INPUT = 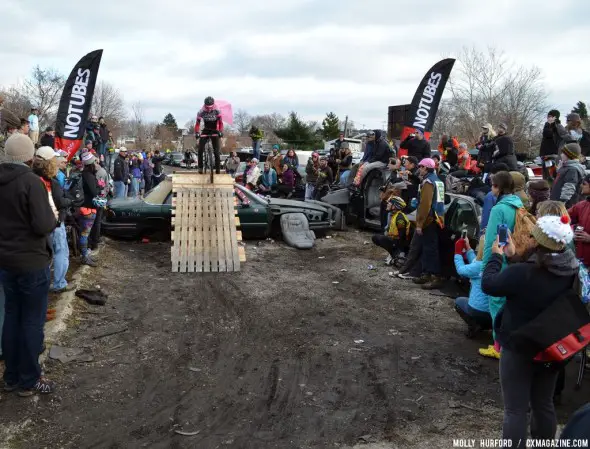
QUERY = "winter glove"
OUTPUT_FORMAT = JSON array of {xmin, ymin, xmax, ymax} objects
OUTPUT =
[{"xmin": 455, "ymin": 239, "xmax": 467, "ymax": 256}]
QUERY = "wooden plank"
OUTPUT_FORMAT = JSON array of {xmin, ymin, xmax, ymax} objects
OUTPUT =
[
  {"xmin": 193, "ymin": 190, "xmax": 203, "ymax": 273},
  {"xmin": 219, "ymin": 189, "xmax": 235, "ymax": 271},
  {"xmin": 180, "ymin": 191, "xmax": 190, "ymax": 273},
  {"xmin": 172, "ymin": 173, "xmax": 234, "ymax": 186},
  {"xmin": 209, "ymin": 189, "xmax": 221, "ymax": 272},
  {"xmin": 215, "ymin": 189, "xmax": 229, "ymax": 272},
  {"xmin": 226, "ymin": 190, "xmax": 240, "ymax": 271},
  {"xmin": 173, "ymin": 191, "xmax": 184, "ymax": 272},
  {"xmin": 201, "ymin": 189, "xmax": 211, "ymax": 273},
  {"xmin": 187, "ymin": 190, "xmax": 197, "ymax": 273}
]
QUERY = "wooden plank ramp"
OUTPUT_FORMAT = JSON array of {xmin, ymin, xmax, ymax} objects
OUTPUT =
[{"xmin": 171, "ymin": 173, "xmax": 246, "ymax": 273}]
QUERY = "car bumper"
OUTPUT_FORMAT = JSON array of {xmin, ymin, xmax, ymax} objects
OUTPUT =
[{"xmin": 101, "ymin": 220, "xmax": 139, "ymax": 238}]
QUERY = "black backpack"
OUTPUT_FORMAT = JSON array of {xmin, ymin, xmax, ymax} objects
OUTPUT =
[{"xmin": 64, "ymin": 173, "xmax": 84, "ymax": 207}]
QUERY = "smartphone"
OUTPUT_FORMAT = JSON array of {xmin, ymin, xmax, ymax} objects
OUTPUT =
[{"xmin": 498, "ymin": 224, "xmax": 508, "ymax": 246}]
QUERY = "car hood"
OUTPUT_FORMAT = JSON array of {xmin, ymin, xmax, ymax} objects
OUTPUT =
[
  {"xmin": 108, "ymin": 198, "xmax": 145, "ymax": 209},
  {"xmin": 268, "ymin": 198, "xmax": 326, "ymax": 212}
]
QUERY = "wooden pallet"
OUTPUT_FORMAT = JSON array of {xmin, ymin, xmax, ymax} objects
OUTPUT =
[{"xmin": 171, "ymin": 173, "xmax": 246, "ymax": 273}]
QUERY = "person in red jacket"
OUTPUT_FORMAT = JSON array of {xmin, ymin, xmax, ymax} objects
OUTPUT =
[{"xmin": 568, "ymin": 175, "xmax": 590, "ymax": 266}]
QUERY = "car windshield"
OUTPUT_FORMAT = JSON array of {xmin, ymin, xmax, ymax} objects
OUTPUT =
[
  {"xmin": 143, "ymin": 179, "xmax": 172, "ymax": 205},
  {"xmin": 234, "ymin": 184, "xmax": 268, "ymax": 205}
]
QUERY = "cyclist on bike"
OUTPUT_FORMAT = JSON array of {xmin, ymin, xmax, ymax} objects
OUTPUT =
[{"xmin": 195, "ymin": 97, "xmax": 223, "ymax": 174}]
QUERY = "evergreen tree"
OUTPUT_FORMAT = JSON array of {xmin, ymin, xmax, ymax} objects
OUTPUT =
[
  {"xmin": 162, "ymin": 113, "xmax": 178, "ymax": 133},
  {"xmin": 274, "ymin": 112, "xmax": 322, "ymax": 150},
  {"xmin": 322, "ymin": 112, "xmax": 340, "ymax": 140},
  {"xmin": 572, "ymin": 101, "xmax": 588, "ymax": 121}
]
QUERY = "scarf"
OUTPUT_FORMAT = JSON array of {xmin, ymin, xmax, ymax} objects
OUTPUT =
[{"xmin": 41, "ymin": 178, "xmax": 59, "ymax": 220}]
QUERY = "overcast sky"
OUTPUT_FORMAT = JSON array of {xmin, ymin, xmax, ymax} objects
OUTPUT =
[{"xmin": 0, "ymin": 0, "xmax": 590, "ymax": 127}]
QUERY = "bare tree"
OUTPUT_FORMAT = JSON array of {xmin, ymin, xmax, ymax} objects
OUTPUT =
[
  {"xmin": 233, "ymin": 109, "xmax": 252, "ymax": 135},
  {"xmin": 184, "ymin": 118, "xmax": 197, "ymax": 134},
  {"xmin": 92, "ymin": 81, "xmax": 126, "ymax": 127},
  {"xmin": 442, "ymin": 48, "xmax": 547, "ymax": 152},
  {"xmin": 0, "ymin": 87, "xmax": 31, "ymax": 118},
  {"xmin": 18, "ymin": 65, "xmax": 66, "ymax": 126},
  {"xmin": 251, "ymin": 112, "xmax": 287, "ymax": 143},
  {"xmin": 130, "ymin": 101, "xmax": 147, "ymax": 146}
]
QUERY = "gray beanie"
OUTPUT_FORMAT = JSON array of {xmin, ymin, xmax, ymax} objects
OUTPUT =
[{"xmin": 4, "ymin": 133, "xmax": 35, "ymax": 163}]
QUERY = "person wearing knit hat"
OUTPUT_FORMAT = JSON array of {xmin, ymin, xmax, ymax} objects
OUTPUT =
[
  {"xmin": 413, "ymin": 153, "xmax": 445, "ymax": 290},
  {"xmin": 539, "ymin": 109, "xmax": 571, "ymax": 175},
  {"xmin": 481, "ymin": 215, "xmax": 579, "ymax": 447},
  {"xmin": 0, "ymin": 134, "xmax": 57, "ymax": 396},
  {"xmin": 510, "ymin": 171, "xmax": 530, "ymax": 209},
  {"xmin": 492, "ymin": 123, "xmax": 518, "ymax": 171},
  {"xmin": 527, "ymin": 179, "xmax": 551, "ymax": 215},
  {"xmin": 568, "ymin": 175, "xmax": 590, "ymax": 267},
  {"xmin": 77, "ymin": 152, "xmax": 101, "ymax": 267},
  {"xmin": 550, "ymin": 143, "xmax": 586, "ymax": 208},
  {"xmin": 82, "ymin": 152, "xmax": 96, "ymax": 165},
  {"xmin": 531, "ymin": 215, "xmax": 574, "ymax": 251},
  {"xmin": 4, "ymin": 133, "xmax": 35, "ymax": 163},
  {"xmin": 565, "ymin": 112, "xmax": 590, "ymax": 160},
  {"xmin": 35, "ymin": 147, "xmax": 55, "ymax": 161}
]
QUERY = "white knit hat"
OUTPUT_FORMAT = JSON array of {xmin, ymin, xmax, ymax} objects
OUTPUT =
[
  {"xmin": 82, "ymin": 152, "xmax": 96, "ymax": 165},
  {"xmin": 531, "ymin": 215, "xmax": 574, "ymax": 251},
  {"xmin": 35, "ymin": 147, "xmax": 55, "ymax": 161},
  {"xmin": 4, "ymin": 133, "xmax": 35, "ymax": 162}
]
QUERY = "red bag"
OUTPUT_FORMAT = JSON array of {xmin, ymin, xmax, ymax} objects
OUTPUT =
[{"xmin": 534, "ymin": 323, "xmax": 590, "ymax": 362}]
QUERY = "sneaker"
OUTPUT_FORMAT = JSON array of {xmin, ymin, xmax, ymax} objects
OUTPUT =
[
  {"xmin": 50, "ymin": 284, "xmax": 76, "ymax": 295},
  {"xmin": 479, "ymin": 345, "xmax": 500, "ymax": 360},
  {"xmin": 4, "ymin": 383, "xmax": 18, "ymax": 393},
  {"xmin": 82, "ymin": 256, "xmax": 98, "ymax": 268},
  {"xmin": 18, "ymin": 376, "xmax": 55, "ymax": 398},
  {"xmin": 412, "ymin": 274, "xmax": 432, "ymax": 285},
  {"xmin": 465, "ymin": 324, "xmax": 481, "ymax": 339},
  {"xmin": 422, "ymin": 276, "xmax": 445, "ymax": 290}
]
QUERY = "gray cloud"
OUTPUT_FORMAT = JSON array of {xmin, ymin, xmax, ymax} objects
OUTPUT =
[{"xmin": 0, "ymin": 0, "xmax": 590, "ymax": 126}]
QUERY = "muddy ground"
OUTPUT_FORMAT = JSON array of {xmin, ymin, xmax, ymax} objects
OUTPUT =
[{"xmin": 0, "ymin": 230, "xmax": 590, "ymax": 449}]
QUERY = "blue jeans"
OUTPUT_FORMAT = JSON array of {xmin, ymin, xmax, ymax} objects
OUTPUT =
[
  {"xmin": 455, "ymin": 296, "xmax": 492, "ymax": 330},
  {"xmin": 0, "ymin": 272, "xmax": 5, "ymax": 356},
  {"xmin": 51, "ymin": 223, "xmax": 70, "ymax": 290},
  {"xmin": 422, "ymin": 223, "xmax": 440, "ymax": 276},
  {"xmin": 0, "ymin": 267, "xmax": 51, "ymax": 389},
  {"xmin": 252, "ymin": 140, "xmax": 260, "ymax": 160},
  {"xmin": 113, "ymin": 181, "xmax": 127, "ymax": 198},
  {"xmin": 129, "ymin": 178, "xmax": 141, "ymax": 198},
  {"xmin": 305, "ymin": 182, "xmax": 315, "ymax": 200}
]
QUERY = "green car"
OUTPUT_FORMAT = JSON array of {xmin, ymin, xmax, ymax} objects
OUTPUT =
[{"xmin": 102, "ymin": 179, "xmax": 343, "ymax": 239}]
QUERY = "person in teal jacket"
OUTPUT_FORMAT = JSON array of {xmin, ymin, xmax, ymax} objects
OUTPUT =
[
  {"xmin": 455, "ymin": 236, "xmax": 492, "ymax": 338},
  {"xmin": 479, "ymin": 171, "xmax": 523, "ymax": 359}
]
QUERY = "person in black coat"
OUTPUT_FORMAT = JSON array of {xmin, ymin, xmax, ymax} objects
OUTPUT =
[
  {"xmin": 78, "ymin": 153, "xmax": 100, "ymax": 267},
  {"xmin": 39, "ymin": 126, "xmax": 55, "ymax": 150},
  {"xmin": 368, "ymin": 129, "xmax": 392, "ymax": 164},
  {"xmin": 492, "ymin": 123, "xmax": 518, "ymax": 171},
  {"xmin": 481, "ymin": 215, "xmax": 578, "ymax": 447},
  {"xmin": 400, "ymin": 129, "xmax": 431, "ymax": 161}
]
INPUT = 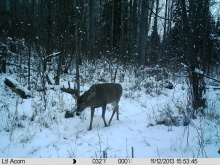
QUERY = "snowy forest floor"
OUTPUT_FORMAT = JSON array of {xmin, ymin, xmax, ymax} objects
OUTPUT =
[{"xmin": 0, "ymin": 63, "xmax": 220, "ymax": 158}]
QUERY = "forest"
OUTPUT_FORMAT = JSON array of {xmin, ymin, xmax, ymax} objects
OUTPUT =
[{"xmin": 0, "ymin": 0, "xmax": 220, "ymax": 157}]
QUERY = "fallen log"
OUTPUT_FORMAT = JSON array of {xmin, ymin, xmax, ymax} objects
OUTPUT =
[{"xmin": 4, "ymin": 77, "xmax": 31, "ymax": 99}]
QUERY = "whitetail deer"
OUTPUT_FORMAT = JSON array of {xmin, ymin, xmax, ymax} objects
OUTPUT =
[{"xmin": 75, "ymin": 83, "xmax": 122, "ymax": 131}]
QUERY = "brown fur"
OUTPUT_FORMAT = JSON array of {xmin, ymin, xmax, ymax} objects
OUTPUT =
[{"xmin": 76, "ymin": 83, "xmax": 122, "ymax": 130}]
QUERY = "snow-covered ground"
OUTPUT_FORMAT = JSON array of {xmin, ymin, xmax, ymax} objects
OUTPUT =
[{"xmin": 0, "ymin": 63, "xmax": 220, "ymax": 158}]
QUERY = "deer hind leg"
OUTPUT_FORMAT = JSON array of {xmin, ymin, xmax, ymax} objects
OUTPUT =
[
  {"xmin": 102, "ymin": 105, "xmax": 108, "ymax": 127},
  {"xmin": 88, "ymin": 108, "xmax": 95, "ymax": 131},
  {"xmin": 108, "ymin": 102, "xmax": 119, "ymax": 125}
]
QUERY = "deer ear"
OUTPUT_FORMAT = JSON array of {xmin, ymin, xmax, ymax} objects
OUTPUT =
[{"xmin": 87, "ymin": 86, "xmax": 96, "ymax": 100}]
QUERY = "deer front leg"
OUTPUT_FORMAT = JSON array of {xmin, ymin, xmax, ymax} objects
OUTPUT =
[
  {"xmin": 88, "ymin": 108, "xmax": 95, "ymax": 131},
  {"xmin": 108, "ymin": 105, "xmax": 119, "ymax": 125},
  {"xmin": 102, "ymin": 105, "xmax": 108, "ymax": 127}
]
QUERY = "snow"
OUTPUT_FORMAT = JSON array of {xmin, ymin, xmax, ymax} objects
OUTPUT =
[{"xmin": 0, "ymin": 66, "xmax": 220, "ymax": 158}]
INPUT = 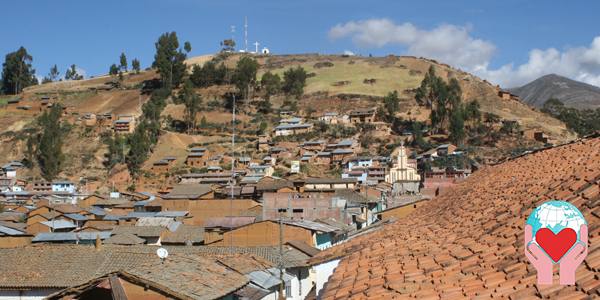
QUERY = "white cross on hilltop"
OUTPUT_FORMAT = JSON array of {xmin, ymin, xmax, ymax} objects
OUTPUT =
[{"xmin": 254, "ymin": 42, "xmax": 260, "ymax": 53}]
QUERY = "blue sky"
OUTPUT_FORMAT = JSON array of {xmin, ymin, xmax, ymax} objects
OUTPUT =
[{"xmin": 0, "ymin": 0, "xmax": 600, "ymax": 85}]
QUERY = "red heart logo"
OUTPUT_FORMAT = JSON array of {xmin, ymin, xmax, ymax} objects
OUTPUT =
[{"xmin": 535, "ymin": 228, "xmax": 577, "ymax": 262}]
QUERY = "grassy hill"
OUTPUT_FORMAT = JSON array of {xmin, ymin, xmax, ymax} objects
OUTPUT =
[
  {"xmin": 510, "ymin": 74, "xmax": 600, "ymax": 109},
  {"xmin": 0, "ymin": 54, "xmax": 574, "ymax": 191}
]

* **Task instructions**
Pull out every line of the listing above that contains the word "plank".

* **Exercise result**
QUERY = "wooden plank"
QUERY = "wooden plank ramp"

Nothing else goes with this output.